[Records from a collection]
BEGIN

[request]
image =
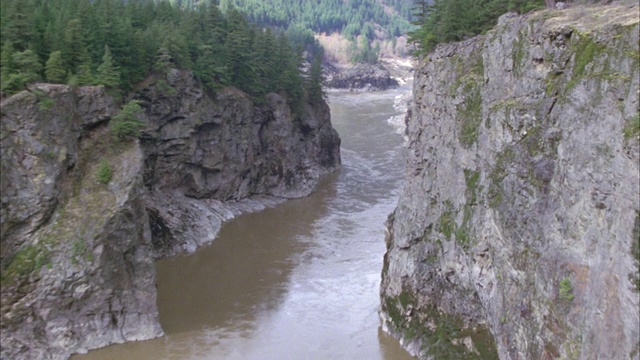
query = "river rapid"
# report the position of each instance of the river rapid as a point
(299, 280)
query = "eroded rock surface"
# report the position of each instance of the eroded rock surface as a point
(77, 254)
(517, 233)
(362, 76)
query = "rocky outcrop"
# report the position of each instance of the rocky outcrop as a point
(361, 76)
(517, 232)
(77, 253)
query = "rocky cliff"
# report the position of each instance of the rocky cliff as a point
(361, 76)
(517, 233)
(77, 253)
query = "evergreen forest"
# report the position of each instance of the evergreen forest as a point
(442, 21)
(118, 43)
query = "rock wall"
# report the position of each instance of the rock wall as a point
(362, 76)
(77, 254)
(517, 235)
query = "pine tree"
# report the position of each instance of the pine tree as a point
(54, 68)
(74, 47)
(85, 74)
(27, 70)
(314, 81)
(108, 74)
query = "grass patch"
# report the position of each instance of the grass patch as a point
(28, 260)
(585, 51)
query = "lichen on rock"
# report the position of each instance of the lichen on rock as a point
(521, 196)
(78, 249)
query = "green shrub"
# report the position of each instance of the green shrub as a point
(126, 124)
(104, 173)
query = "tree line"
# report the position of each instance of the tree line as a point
(442, 21)
(118, 43)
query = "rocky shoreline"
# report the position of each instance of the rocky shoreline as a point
(77, 254)
(388, 74)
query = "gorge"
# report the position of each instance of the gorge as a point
(516, 235)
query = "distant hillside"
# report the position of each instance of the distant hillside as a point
(364, 26)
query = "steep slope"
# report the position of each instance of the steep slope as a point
(517, 233)
(77, 253)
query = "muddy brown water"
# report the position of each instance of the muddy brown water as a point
(297, 281)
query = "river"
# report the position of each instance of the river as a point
(300, 280)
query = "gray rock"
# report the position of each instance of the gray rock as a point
(362, 76)
(77, 254)
(516, 234)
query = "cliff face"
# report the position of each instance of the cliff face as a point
(517, 233)
(77, 254)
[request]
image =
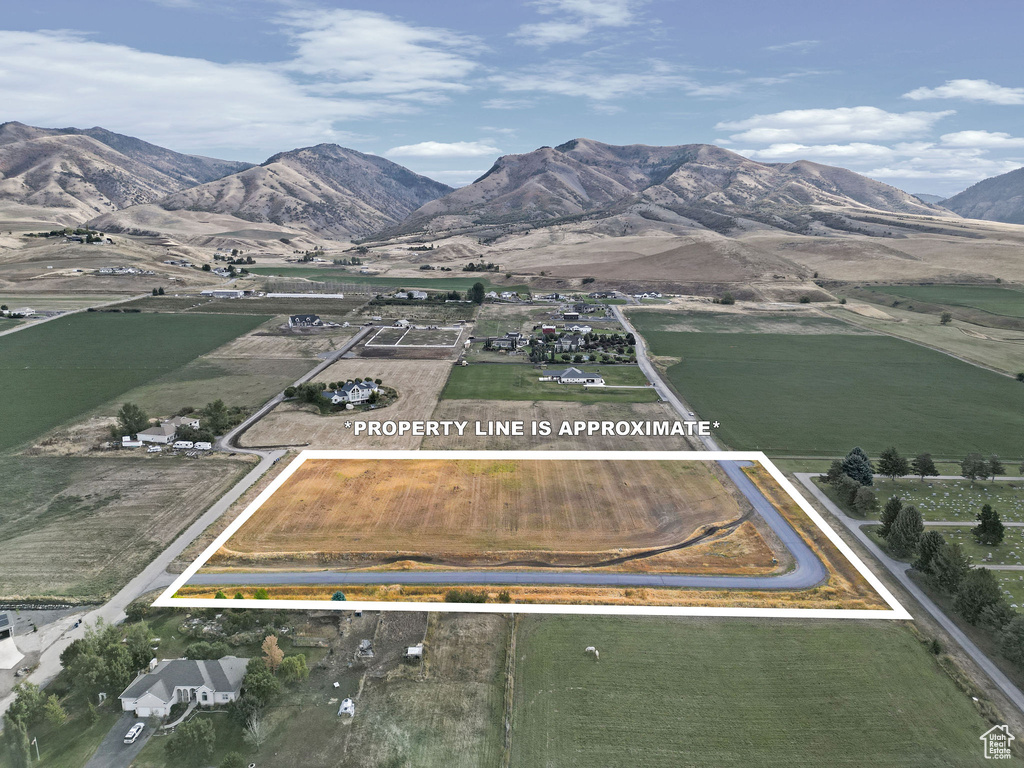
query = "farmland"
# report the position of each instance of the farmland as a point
(821, 393)
(671, 692)
(476, 512)
(503, 382)
(60, 370)
(992, 299)
(81, 527)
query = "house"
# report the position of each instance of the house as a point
(163, 433)
(353, 391)
(180, 681)
(304, 321)
(568, 343)
(573, 376)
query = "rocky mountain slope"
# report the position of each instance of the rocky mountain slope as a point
(698, 184)
(996, 199)
(85, 172)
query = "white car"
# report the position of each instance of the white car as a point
(133, 733)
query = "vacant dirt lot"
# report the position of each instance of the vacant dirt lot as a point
(473, 512)
(419, 384)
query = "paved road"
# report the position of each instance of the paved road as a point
(113, 752)
(684, 411)
(808, 570)
(899, 571)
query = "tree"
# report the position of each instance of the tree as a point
(974, 467)
(858, 466)
(294, 669)
(892, 465)
(272, 654)
(930, 546)
(923, 466)
(995, 466)
(889, 513)
(905, 532)
(131, 420)
(977, 591)
(864, 502)
(989, 529)
(193, 742)
(1012, 641)
(949, 565)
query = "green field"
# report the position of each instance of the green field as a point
(61, 370)
(955, 500)
(992, 299)
(820, 394)
(329, 274)
(485, 381)
(734, 692)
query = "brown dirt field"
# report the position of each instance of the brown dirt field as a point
(365, 512)
(555, 412)
(419, 384)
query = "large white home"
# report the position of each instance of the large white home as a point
(353, 392)
(573, 376)
(180, 681)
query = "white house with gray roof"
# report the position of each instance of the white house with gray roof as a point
(182, 681)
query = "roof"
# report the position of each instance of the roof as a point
(219, 676)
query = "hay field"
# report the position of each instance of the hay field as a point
(419, 384)
(371, 512)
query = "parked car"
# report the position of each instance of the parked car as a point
(133, 733)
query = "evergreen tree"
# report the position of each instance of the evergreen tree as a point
(905, 532)
(978, 591)
(930, 546)
(858, 466)
(889, 513)
(989, 529)
(892, 465)
(950, 564)
(923, 466)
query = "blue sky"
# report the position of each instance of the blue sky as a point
(926, 95)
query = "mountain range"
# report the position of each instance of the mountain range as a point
(121, 183)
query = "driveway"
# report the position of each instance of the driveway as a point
(113, 752)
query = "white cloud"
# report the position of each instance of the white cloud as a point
(578, 19)
(363, 52)
(843, 124)
(798, 46)
(442, 150)
(986, 139)
(971, 90)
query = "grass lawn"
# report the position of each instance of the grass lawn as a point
(58, 371)
(806, 394)
(992, 299)
(336, 274)
(503, 382)
(955, 500)
(734, 692)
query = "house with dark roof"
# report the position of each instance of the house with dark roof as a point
(183, 681)
(573, 376)
(354, 392)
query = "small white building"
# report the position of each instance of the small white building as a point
(181, 681)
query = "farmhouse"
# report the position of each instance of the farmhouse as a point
(353, 391)
(304, 321)
(180, 680)
(573, 376)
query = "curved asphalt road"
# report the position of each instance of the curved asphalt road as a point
(808, 571)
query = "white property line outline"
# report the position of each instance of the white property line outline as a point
(399, 345)
(895, 610)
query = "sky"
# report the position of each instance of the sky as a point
(928, 96)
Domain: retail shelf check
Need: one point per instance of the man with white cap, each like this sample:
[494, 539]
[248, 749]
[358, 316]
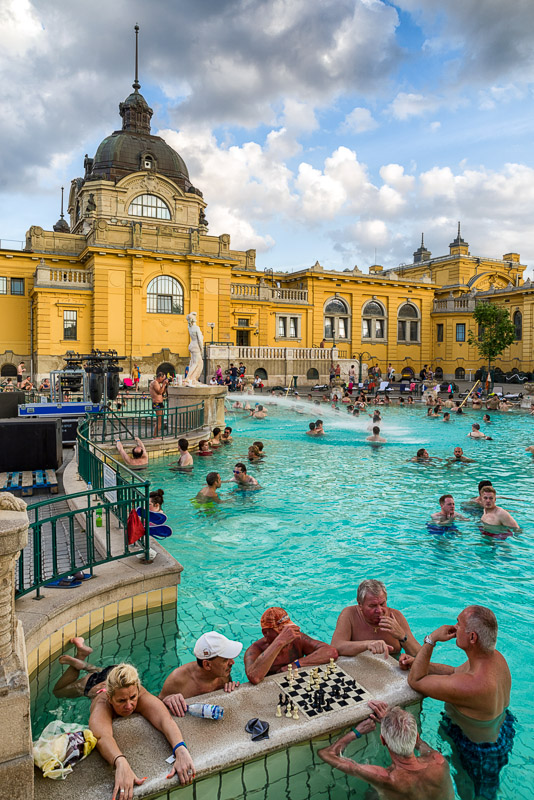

END

## About this exercise
Each record should be quoted exactly, with the images omitted.

## Expected output
[request]
image =
query = "river rapid"
# report the position of each instance of the river rapid as a point
(299, 280)
query = "eroded rock surface"
# report the position of each instance of the eroded rock surface as a point
(77, 254)
(517, 233)
(362, 76)
query = "rocky outcrop"
# report the position of each instance of the rocky outcrop as a point
(361, 76)
(517, 232)
(77, 253)
query = "rocky cliff"
# report the position of each instance of the rocky cliff as a point
(361, 76)
(517, 233)
(77, 253)
query = "evergreen forest"
# report the position of each instance of the evergreen forest as a point
(442, 21)
(118, 43)
query = "rock wall"
# report the position of each instance of the rock wall as a point
(362, 76)
(77, 254)
(517, 235)
query = "pine tree"
# report the position of each instance of the pine tree as a point
(54, 68)
(74, 47)
(85, 74)
(27, 70)
(314, 81)
(108, 74)
query = "grass patch"
# report the position of each instance of the grass patch as a point
(28, 260)
(585, 51)
query = "lichen on rock"
# report the position of each instance of the lichen on rock as a point
(521, 196)
(78, 249)
query = "green shrub"
# report the position of each instance of the green shrub as a point
(126, 124)
(104, 173)
query = "tree line"
# report the position of each instance of the tree line as a point
(442, 21)
(118, 43)
query = "rocky shoreline"
# report the position of each instance of the rocky shoreline as a point
(77, 254)
(388, 74)
query = "gorge"
# report the position of each instance of the gorge as a point
(516, 235)
query = "distant hillside"
# report the position of each instance of the distant hillside as a point
(364, 26)
query = "steep slope"
# report the position of each instance of the steep slope as a point
(517, 233)
(77, 253)
query = "muddy brown water"
# report the position of each instance of the muddy brown water as a point
(297, 281)
query = "river"
# report the position of each instance of the river as a point
(300, 280)
query = "gray rock"
# report the position of each instance of the gray rock as a point
(362, 76)
(77, 254)
(516, 234)
query = "cliff face"
# report the position of each instance of the cliff face as a point
(517, 233)
(77, 254)
[request]
image =
query = "farmland"
# report the position of each instance of the farmland as a point
(821, 393)
(671, 692)
(476, 512)
(503, 382)
(60, 370)
(992, 299)
(81, 527)
query = "house"
# report the position of each instance of the house as a point
(163, 433)
(353, 391)
(180, 681)
(304, 321)
(568, 343)
(573, 376)
query = "rocky mountain slope"
# report the position of each instance of the rocky mountain slope as a point
(698, 184)
(996, 199)
(85, 172)
query = "white car"
# report the position of each instance of the white car as a point
(133, 733)
query = "vacant dirt lot"
# report the position of each instance of the vacant dirt lot as a point
(473, 512)
(419, 384)
query = "paved road"
# report the position of each instance of the paved road as a point
(113, 752)
(684, 411)
(808, 570)
(899, 571)
query = "tree"
# report the position of each instance of the tree as a point
(974, 467)
(858, 466)
(294, 669)
(892, 465)
(272, 654)
(930, 546)
(923, 466)
(995, 466)
(889, 513)
(905, 532)
(131, 420)
(977, 591)
(864, 502)
(989, 529)
(193, 742)
(1012, 641)
(949, 565)
query = "green field"
# report the position of each instance of the green field as a point
(61, 370)
(955, 500)
(992, 299)
(820, 394)
(329, 274)
(485, 381)
(734, 692)
query = "brown dirt field"
# report the position of each instance of the brown dirt field as a point
(365, 512)
(555, 412)
(419, 384)
query = "large white home"
# report the position of each instance of the large white home as a point
(353, 392)
(573, 376)
(180, 681)
query = "white house with gray roof"
# report the position of each instance of the white house with gray roof as a point
(182, 681)
query = "roof"
# report the position of each instance of the roof as a point
(219, 676)
query = "hay field"
# report the position of each instance of the hay field as a point
(419, 384)
(371, 512)
query = "parked car"
# report the position of each instance of the parked car as a point
(133, 733)
query = "evergreen tree"
# report the position of each instance of the evergreen tree as a point
(905, 532)
(978, 591)
(930, 546)
(858, 466)
(889, 513)
(989, 529)
(892, 465)
(950, 564)
(923, 466)
query = "blue sky"
# report the position of each instance of the blue sky as a point
(926, 95)
query = "mountain range"
# report the position of each instance of the mountain range as a point
(121, 183)
query = "driveway"
# report the position of each instance of the driveway as a point
(113, 752)
query = "white cloud"
# report the position of each instance of the white cloud as a point
(578, 19)
(363, 52)
(843, 124)
(798, 46)
(442, 150)
(986, 139)
(971, 90)
query = "grass lawn"
# report the position of each instance of the grass lawn as a point
(58, 371)
(806, 394)
(992, 299)
(336, 274)
(503, 382)
(955, 500)
(734, 692)
query = "house with dark roof"
# report the position of each instance of the house with dark roof as a point
(183, 681)
(573, 376)
(354, 392)
query = "small white building"
# report the position of each instance of the small white building as a point
(181, 681)
query = "farmhouse"
# report the position of each instance of the farmhouse as a point
(353, 391)
(304, 321)
(180, 680)
(573, 376)
query = "curved asphalt road"
# report the position of each instance of the curved asphalt road as a point
(808, 571)
query = "white property line outline"
# report the position of each instance of the white property line outline as a point
(399, 345)
(895, 610)
query = "sky"
# report the position of each instance of the sky as a point
(928, 96)
Domain: retail shelf check
Need: one point per instance of the man with white cap, each like this sample:
[494, 539]
[248, 749]
[358, 316]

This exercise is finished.